====== Teks yang ditampilkan ======

Wina (2005:125) menjelaskan beberapa hal penting dalam pembelajaran melalui
pendekatan kontekstual atau CTL sebagai berikut:
(a) CTL adalah
model pembelajaran yang menekankan pada aktivitas siswa secara penuh, baik
fisik maupun mental.
(b) CTL memandang
bahwa belajar bukan menghafal akan tetapi porses pengalaman dalam kehidupan
nyata.
(c) Kelas dalam
pembelajaran CTL, bukan sebagai tempat memperoleh informasi, akan tetapi sebagi
tempat untuk menguji data hasil temuan mereka dilapangan.
(d) Materi
pelajaran ditemukan oleh siswa sendiri bukan hasil pemberian orang lain.
PENDEKATAN
KONSEPTUAL
I. Pengertian Pendekatan Konsep
Pendekatan (approach)
adalah suatu istilah yang memilki kemiripan dengan strategi. Menurut Wina
Sanjaya (2008: 127) pendekatan adalah titik tolak atau sudut pandang kita
terhadap proses pembelajaran. Istilah pendekatan merujuk kepada pandangan
tentang terjadinya suatu proses yang sifatnya masih sangat umum. Oleh karena
itu strategi dan metode pembelajaran yang digunakan dapat bersumber atau
tergantung dari pendekatan tertentu..
Konsep
merupakan buah pikiran seseorang atau sekelompok orang yang dinyatakan dalam
defenisi sehingga melahirkan produk pengetahuan berupa prinsip, hukum, dan
teori. Konsep diperoleh dari fakta, peristiwa, pengalaman, melalui generalisasi
dan berpikir abstrak. Konsep dapat mengalami perubahan disesuaikan dengan fakta
atau pengetahuan baru, sedangkan kegunaan konsep adalah menjelaskan dan
meramalkan sesuatu pengetahuan.
Menurut Richard
I. Arends (2008: 322), bahwa konsep dalam subjek apapun adalah balok-balok
bangunan dasar untuk berpikir, terutama untuk pemikiran tingkat tinggi. Konsep
memungkinkan individu-individu untuk mengklasifikasikan berbagai objek, ide dan
membuat aturan serta prinsip tentang itu. Konsep menjadi fondasi bagi jaringan
(skemata) ide yang menuntun pemikiran kita. Mempelajari konsep sangat penting
di sekolah maupun dalam kehidupan sehari-hari karena konsep memungkinkan
orang-orang untuk saling memahami dan menjadi dasar untuk interaksi verbal.
Pendekatan
konsep adalah suatu pendekatan pengajaran yang secra langsung menyajikan
konsep tanpa memberi kesempatan kepada siswa untuk menghayati bagaimana konsep
itu diperoleh (Sagala, 2008: 71).

====== Data yang diberikan ======

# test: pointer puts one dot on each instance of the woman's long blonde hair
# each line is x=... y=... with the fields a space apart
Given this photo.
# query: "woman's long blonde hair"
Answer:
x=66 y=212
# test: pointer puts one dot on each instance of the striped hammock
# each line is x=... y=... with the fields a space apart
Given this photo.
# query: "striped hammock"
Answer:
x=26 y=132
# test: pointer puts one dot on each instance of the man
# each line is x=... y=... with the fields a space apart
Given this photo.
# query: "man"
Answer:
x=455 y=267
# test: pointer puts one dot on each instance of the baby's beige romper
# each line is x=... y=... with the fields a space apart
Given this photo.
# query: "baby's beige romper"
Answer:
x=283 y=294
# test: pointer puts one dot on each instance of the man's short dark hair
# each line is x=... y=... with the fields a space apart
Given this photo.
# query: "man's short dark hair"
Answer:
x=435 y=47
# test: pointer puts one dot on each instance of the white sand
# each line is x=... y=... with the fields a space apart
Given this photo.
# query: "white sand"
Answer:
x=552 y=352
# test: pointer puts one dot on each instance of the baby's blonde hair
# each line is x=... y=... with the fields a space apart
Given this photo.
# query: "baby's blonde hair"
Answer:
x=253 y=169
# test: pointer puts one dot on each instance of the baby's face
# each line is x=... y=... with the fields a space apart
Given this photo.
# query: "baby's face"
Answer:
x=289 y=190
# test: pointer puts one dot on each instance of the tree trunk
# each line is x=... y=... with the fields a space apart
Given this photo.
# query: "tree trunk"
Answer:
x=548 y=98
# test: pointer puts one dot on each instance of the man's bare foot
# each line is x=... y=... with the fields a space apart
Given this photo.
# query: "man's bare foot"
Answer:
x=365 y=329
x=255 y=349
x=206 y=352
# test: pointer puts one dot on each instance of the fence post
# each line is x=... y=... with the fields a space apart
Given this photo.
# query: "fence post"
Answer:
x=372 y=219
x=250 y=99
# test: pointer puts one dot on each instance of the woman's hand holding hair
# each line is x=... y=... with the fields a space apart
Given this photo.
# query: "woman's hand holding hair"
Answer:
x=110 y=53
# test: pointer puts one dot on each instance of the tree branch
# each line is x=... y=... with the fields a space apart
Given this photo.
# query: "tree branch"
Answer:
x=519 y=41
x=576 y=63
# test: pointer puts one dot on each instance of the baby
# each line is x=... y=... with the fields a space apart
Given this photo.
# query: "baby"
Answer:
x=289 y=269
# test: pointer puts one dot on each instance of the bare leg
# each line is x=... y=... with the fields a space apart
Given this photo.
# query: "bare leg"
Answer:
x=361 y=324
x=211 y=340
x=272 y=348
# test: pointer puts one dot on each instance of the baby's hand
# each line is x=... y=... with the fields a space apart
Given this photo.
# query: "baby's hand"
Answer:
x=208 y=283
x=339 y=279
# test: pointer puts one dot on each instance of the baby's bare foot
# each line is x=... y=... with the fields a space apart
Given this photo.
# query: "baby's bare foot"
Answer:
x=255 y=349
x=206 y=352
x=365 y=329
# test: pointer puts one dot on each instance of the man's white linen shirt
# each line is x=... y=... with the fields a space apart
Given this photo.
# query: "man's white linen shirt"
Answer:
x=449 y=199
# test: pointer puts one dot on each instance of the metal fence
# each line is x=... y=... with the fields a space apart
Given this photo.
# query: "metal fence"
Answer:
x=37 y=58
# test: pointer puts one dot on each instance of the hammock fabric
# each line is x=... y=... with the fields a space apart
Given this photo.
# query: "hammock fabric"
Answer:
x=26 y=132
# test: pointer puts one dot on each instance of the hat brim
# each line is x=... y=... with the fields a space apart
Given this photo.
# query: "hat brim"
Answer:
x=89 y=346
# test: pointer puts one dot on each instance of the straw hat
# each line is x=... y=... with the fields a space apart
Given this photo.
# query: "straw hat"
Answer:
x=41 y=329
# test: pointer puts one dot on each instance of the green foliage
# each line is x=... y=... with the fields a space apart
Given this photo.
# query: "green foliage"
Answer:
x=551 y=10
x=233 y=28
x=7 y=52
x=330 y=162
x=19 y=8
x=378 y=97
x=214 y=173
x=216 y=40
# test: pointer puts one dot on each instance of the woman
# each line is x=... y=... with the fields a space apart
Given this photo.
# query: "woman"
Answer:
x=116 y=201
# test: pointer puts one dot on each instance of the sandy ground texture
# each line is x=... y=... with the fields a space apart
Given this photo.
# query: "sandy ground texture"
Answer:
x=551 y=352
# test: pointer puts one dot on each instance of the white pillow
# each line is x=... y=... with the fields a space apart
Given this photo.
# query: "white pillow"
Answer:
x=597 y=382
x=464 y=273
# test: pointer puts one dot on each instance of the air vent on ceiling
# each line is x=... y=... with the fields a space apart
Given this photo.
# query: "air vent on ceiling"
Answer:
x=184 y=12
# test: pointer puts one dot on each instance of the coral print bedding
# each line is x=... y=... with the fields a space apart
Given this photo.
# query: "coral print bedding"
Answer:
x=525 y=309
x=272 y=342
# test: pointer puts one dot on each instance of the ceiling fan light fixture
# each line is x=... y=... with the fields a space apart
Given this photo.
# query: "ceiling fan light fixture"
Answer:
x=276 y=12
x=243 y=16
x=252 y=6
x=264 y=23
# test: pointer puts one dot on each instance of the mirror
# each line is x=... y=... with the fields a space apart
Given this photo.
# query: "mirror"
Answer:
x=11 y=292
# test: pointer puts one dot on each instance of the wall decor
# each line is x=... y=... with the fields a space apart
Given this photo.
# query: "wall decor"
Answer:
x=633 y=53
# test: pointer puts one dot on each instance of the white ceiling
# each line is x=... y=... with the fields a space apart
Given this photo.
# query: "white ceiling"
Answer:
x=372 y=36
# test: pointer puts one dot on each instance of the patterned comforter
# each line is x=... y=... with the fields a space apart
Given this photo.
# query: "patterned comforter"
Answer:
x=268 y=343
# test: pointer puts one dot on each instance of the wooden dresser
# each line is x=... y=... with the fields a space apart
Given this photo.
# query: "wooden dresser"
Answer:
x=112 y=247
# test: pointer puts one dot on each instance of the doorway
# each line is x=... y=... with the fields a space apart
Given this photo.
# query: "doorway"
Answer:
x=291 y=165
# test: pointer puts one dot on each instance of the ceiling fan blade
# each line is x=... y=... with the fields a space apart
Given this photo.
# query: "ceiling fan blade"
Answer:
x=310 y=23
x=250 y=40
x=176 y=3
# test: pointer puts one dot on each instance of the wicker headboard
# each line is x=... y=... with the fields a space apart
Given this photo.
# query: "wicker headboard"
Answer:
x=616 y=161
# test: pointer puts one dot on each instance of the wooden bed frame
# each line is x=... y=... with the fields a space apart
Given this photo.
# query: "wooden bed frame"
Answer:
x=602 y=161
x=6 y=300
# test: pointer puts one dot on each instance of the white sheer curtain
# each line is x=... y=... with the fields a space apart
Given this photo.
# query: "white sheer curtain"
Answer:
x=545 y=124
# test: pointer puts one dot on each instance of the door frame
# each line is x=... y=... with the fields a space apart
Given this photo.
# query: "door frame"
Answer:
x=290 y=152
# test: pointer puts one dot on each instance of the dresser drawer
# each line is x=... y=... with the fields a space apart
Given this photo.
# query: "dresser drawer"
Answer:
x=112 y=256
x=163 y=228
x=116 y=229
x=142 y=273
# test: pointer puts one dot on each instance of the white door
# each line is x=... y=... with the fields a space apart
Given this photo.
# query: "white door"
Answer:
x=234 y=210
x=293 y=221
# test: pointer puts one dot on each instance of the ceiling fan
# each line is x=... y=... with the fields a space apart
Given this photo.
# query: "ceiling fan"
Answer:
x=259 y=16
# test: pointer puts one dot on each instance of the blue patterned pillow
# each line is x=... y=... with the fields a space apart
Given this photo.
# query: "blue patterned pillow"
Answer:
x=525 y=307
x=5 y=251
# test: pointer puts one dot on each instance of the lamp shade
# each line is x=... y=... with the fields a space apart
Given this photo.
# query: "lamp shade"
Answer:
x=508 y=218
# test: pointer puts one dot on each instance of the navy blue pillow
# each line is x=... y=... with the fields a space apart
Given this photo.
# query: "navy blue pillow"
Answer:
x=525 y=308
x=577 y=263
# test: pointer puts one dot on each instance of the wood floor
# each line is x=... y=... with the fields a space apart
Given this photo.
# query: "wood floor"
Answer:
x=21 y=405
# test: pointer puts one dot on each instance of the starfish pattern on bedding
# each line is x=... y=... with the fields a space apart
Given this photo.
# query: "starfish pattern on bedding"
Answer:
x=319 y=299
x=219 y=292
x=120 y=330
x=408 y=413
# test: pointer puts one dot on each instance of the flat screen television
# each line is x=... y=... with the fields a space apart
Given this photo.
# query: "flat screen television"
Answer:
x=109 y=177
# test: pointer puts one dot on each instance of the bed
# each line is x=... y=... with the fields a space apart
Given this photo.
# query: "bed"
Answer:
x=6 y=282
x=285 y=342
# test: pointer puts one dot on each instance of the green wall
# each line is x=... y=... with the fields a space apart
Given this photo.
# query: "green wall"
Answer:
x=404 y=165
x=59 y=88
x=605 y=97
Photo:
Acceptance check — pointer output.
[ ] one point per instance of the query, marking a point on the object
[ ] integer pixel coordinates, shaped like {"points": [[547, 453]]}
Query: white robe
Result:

======
====== Data yang diberikan ======

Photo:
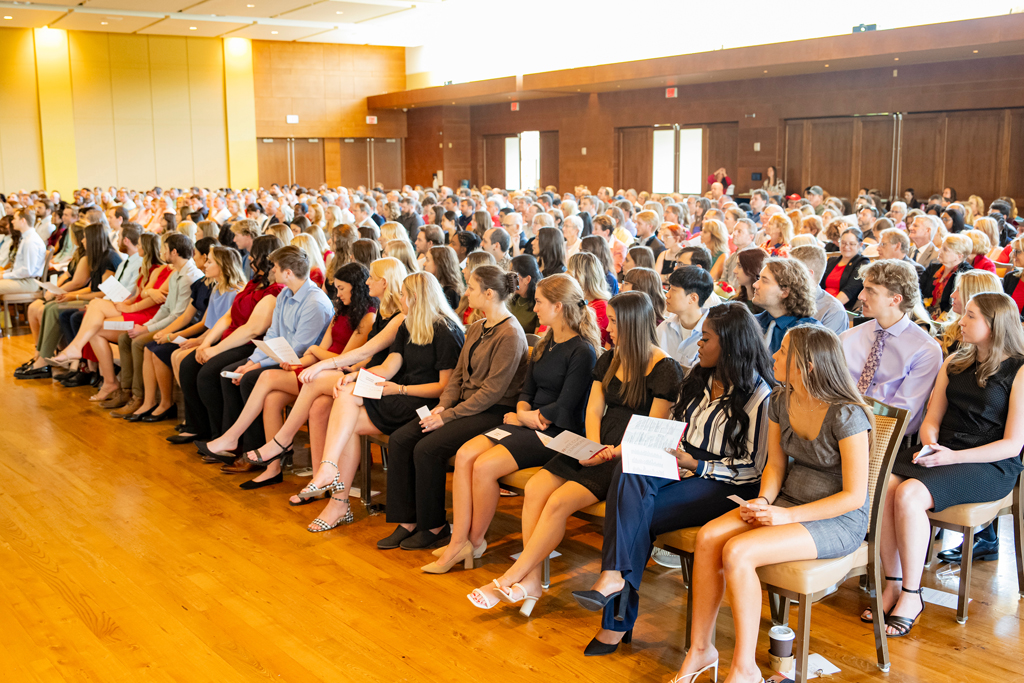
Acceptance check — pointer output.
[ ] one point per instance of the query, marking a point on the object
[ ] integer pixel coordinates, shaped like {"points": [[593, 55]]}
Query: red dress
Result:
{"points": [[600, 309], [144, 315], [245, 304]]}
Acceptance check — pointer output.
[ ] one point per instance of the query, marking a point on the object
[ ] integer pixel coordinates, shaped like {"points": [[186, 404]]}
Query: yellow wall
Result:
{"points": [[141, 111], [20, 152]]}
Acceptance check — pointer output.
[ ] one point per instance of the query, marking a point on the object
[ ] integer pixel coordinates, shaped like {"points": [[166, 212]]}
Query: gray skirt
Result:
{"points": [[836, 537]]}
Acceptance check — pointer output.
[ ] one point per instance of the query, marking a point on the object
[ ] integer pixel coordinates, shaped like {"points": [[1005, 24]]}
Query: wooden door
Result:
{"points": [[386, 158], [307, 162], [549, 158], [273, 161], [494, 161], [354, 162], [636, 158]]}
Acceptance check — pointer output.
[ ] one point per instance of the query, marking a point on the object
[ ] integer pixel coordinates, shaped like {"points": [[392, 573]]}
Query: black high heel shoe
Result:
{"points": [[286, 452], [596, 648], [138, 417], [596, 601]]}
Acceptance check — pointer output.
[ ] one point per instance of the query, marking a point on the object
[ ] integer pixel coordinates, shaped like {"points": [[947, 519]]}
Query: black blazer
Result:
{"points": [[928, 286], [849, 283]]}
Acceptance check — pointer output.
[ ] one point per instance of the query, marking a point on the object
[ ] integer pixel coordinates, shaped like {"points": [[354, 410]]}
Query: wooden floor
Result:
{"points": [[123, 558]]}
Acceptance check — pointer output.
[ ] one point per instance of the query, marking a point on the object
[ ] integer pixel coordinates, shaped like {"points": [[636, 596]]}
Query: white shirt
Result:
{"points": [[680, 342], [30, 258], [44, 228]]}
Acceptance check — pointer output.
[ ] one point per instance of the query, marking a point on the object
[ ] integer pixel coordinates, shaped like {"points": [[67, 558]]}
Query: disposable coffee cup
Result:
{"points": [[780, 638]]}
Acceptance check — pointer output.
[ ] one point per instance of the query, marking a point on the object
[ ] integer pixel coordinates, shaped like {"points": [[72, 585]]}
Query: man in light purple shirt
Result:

======

- _Permintaan_:
**1)** Salin tanpa perubahan bagian teks tentang pendekatan pembelajaran, dimulai dari "(b) CTL memandang" dan diakhiri dengan "pemberian orang lain.".
**2)** Dalam teks tentang pendekatan pembelajaran, disebut sebagai apakah konsep dalam subjek apa pun menurut Richard I. Arends?

- _Tanggapan_:
**1)**
(b) CTL memandang
bahwa belajar bukan menghafal akan tetapi porses pengalaman dalam kehidupan
nyata.
(c) Kelas dalam
pembelajaran CTL, bukan sebagai tempat memperoleh informasi, akan tetapi sebagi
tempat untuk menguji data hasil temuan mereka dilapangan.
(d) Materi
pelajaran ditemukan oleh siswa sendiri bukan hasil pemberian orang lain.

**2)** Konsep disebut sebagai balok-balok bangunan dasar untuk berpikir, terutama untuk pemikiran tingkat tinggi.